→ **RECORDS SHOWN**:
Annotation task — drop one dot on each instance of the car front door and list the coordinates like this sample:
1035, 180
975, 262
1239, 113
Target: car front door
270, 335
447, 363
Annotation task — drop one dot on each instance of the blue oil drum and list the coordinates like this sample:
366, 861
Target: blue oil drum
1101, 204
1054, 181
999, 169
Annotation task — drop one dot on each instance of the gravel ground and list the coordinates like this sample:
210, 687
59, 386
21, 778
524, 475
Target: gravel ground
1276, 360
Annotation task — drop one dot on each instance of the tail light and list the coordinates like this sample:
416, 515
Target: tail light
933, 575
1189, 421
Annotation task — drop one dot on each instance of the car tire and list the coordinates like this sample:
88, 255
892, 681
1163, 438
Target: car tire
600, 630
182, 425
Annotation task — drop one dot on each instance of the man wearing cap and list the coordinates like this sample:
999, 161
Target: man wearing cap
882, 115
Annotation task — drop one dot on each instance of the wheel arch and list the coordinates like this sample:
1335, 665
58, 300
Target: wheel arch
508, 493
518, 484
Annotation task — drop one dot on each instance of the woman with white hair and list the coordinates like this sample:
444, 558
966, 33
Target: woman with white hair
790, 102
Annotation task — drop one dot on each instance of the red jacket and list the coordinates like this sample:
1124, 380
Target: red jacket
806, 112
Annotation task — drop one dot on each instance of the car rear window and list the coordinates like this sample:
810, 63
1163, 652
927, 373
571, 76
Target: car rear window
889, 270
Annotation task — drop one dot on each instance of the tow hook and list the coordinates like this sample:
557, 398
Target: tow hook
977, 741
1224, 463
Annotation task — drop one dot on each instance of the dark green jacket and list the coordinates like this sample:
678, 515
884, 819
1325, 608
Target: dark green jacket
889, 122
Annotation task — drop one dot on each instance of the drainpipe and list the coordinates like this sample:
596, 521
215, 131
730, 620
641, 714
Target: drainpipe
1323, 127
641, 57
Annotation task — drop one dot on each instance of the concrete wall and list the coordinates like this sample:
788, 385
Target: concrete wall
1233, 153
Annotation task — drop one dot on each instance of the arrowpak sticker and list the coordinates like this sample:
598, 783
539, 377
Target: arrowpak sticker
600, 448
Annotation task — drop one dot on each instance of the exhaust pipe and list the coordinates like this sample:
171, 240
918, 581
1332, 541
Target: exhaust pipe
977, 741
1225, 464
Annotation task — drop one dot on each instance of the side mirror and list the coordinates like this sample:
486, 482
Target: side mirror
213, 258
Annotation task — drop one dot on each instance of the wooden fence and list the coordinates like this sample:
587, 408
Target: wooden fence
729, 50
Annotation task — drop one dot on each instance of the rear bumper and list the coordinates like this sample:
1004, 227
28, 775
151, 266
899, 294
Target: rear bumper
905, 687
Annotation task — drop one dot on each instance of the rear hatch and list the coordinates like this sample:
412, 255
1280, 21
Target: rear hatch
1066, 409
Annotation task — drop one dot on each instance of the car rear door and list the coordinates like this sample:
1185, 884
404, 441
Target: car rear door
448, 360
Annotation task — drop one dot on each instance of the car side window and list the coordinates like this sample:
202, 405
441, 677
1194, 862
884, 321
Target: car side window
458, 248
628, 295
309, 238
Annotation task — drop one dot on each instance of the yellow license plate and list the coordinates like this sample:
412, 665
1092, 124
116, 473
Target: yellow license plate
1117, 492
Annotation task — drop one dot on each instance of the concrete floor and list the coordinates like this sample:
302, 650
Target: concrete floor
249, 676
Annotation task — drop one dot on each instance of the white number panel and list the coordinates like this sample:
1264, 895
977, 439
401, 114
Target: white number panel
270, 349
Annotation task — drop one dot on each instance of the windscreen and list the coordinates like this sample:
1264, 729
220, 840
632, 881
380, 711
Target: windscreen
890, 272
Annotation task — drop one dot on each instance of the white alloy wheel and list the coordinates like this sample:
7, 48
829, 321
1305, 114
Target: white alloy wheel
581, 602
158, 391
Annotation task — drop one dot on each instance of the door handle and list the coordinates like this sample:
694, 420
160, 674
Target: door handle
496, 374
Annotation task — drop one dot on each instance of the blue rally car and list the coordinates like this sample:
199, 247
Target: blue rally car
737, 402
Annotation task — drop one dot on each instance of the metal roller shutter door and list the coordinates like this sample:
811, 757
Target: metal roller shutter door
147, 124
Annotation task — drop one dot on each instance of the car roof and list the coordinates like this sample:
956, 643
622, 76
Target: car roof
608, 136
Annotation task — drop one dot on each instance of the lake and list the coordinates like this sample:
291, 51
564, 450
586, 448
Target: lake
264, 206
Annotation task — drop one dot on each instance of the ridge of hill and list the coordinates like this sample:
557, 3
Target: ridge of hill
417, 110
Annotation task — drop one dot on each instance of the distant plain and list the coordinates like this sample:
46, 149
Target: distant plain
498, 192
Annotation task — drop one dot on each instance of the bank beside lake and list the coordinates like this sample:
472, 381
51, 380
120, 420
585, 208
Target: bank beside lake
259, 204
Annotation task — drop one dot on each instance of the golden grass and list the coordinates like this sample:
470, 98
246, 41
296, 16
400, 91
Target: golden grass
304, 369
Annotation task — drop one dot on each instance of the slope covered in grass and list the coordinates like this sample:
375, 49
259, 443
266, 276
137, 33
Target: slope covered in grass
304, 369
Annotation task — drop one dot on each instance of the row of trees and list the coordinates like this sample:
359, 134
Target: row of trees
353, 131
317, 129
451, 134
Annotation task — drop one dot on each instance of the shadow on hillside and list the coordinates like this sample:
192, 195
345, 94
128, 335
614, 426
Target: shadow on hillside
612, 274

→ **WHAT NEEDS TO BE DONE**: Each line of the listing needs to be transcribed exactly.

→ **COMPLETED TASK**:
Annotation task — drop one dot on each instance of the car front door and list the coordinates like this sample:
1035, 180
975, 262
1239, 113
Target: car front door
270, 335
447, 363
Annotation task — drop one dot on each instance of the blue oil drum and list the coordinates like this sample:
366, 861
Target: blue oil drum
1101, 204
1054, 181
999, 169
Annotation task — drop one dot on each instance of the gravel ground and list the coordinates like this sample:
210, 687
59, 386
21, 778
524, 475
Target: gravel ground
1276, 360
Annotation task — drop one dot on each instance of the tail light and list the coordinates like this sample:
416, 515
Target: tail light
933, 575
1189, 421
Annotation task — drop one dot on each instance of the car tire and list the coordinates like this sample:
88, 255
892, 681
1163, 438
Target: car tire
600, 630
182, 425
Annotation task — drop one dot on each instance of the man wearing cap and list the coordinates like this sample:
999, 161
Target: man wearing cap
882, 115
Annotation task — drop one dot on each instance of the wheel arch and list the coordinates like this sample:
1335, 665
58, 300
Target: wheel arch
508, 493
518, 484
Annotation task — drop one dot on each instance of the woman with white hair and list the coordinates like this sample:
444, 558
966, 33
Target: woman with white hair
790, 102
Annotation task — drop one dot on each instance of the red jacket and list the coordinates like this sample:
1124, 380
Target: red jacket
806, 112
Annotation task — drop one dot on each instance of the car rear window and list the coordinates like this sample:
810, 63
1163, 652
927, 373
571, 76
Target: car rear window
889, 270
Annotation task — drop one dot on each instance of the tow hook and list the coordinates like this sample:
557, 398
Target: tow hook
977, 741
1224, 463
Annotation task — drop one dot on each instance of the dark green jacket and list the coordinates like this sample:
678, 515
884, 819
1325, 608
Target: dark green jacket
889, 122
Annotation task — drop one dot on each instance of the drainpipe and list the coordinates like this sample:
596, 521
215, 131
730, 620
641, 714
Target: drainpipe
1323, 127
641, 57
Annotation task — drop one dot on each instance of the concrete wall and list the coordinates like this sample:
788, 385
Target: concrete wall
1233, 153
Annotation task — drop one dot on each instance of the arrowpak sticker and list the coordinates like this sample:
598, 783
539, 377
Target: arrowpak sticker
600, 448
Annotation task — drop one dot on each instance of the exhaust pipe and list the coordinates like this sample:
171, 240
918, 581
1332, 541
Target: exhaust pipe
977, 741
1225, 464
Annotation task — drop one dot on each instance of the side mirror and list the coordinates like this sample:
486, 482
Target: side mirror
213, 258
Annotation task — drop one dot on each instance of the wooden fence and list the coordinates like this sample:
587, 408
Target: wooden fence
729, 50
Annotation task — drop one dot on each instance of the rear bumper and list the coordinates like this sample:
1004, 227
28, 775
151, 266
899, 294
Target: rear bumper
905, 687
Annotation task — drop one dot on each instance of the rear hatch and list the coordinates like this sample:
412, 255
1280, 21
Target: rear hatch
1066, 409
Annotation task — drop one dot on each instance of the car rear door and list the coordinates like this sample:
1185, 884
404, 441
Target: car rear door
448, 360
Annotation task — drop one dot on each instance of the car side window and list the coordinates like this sample:
202, 405
441, 677
1194, 862
884, 321
Target: car side window
458, 248
628, 295
309, 238
Annotation task — drop one dot on each instance of the yellow license plate and list the coordinates like this sample:
412, 665
1092, 124
116, 473
Target: yellow license plate
1117, 492
Annotation task — drop one dot on each instance of the concrete floor and list the coordinates like this sample:
302, 650
Target: concrete floor
249, 676
Annotation task — drop one dot on each instance of the white number panel and list the coordinates like this sample:
1264, 895
977, 439
401, 114
Target: white number panel
270, 349
Annotation task — drop one dot on each instance of the windscreen and list the coordinates like this sample:
1264, 729
220, 840
632, 881
380, 711
Target: windscreen
890, 272
Annotation task — drop one dot on each instance of the white alloy wheel and list the coordinates like this sample:
7, 48
829, 321
1305, 114
Target: white alloy wheel
581, 602
158, 391
Annotation task — drop one dot on each instance of the door handle and list the coordinates like this sample:
694, 420
160, 674
Target: door handle
496, 374
Annotation task — drop one dot on each instance of the blue rally car and list the coordinates like this sample:
199, 247
Target: blue rally car
737, 402
Annotation task — drop one dot on each instance of the metal roller shutter door and list the coordinates like this sample:
811, 757
Target: metal roller shutter door
147, 124
Annotation task — drop one dot on each instance of the car roof and list the coordinates like this sample:
956, 643
622, 76
Target: car roof
608, 136
Annotation task — drop one dot on each instance of the lake and list the coordinates like this sample:
291, 51
564, 450
586, 448
Target: lake
264, 206
Annotation task — drop one dot on each instance of the ridge of hill and list the coordinates like this sample:
557, 3
Target: ridge of hill
417, 110
Annotation task — drop one dot on each instance of the distant plain and list the coordinates like this sample:
46, 149
Target: distant plain
498, 192
Annotation task — drop one dot on each instance of the bank beside lake and list the coordinates like this sample:
472, 381
51, 380
120, 420
585, 208
Target: bank beside lake
259, 204
Annotation task — drop one dot on each instance of the golden grass and list the coordinates like this sample:
470, 98
246, 41
296, 16
400, 91
Target: golden grass
304, 369
Annotation task — drop one dot on each instance of the slope covered in grass and list the coordinates like this sample:
375, 49
259, 443
266, 276
137, 33
Target: slope covered in grass
304, 369
Annotation task — drop one dot on each instance of the row of trees and list the coordinates like this sample:
359, 134
Target: row of trees
353, 131
317, 129
451, 134
Annotation task — drop one dot on each instance of the shadow on hillside and list the coordinates like this sample:
192, 195
345, 94
128, 335
614, 426
Target: shadow on hillside
612, 274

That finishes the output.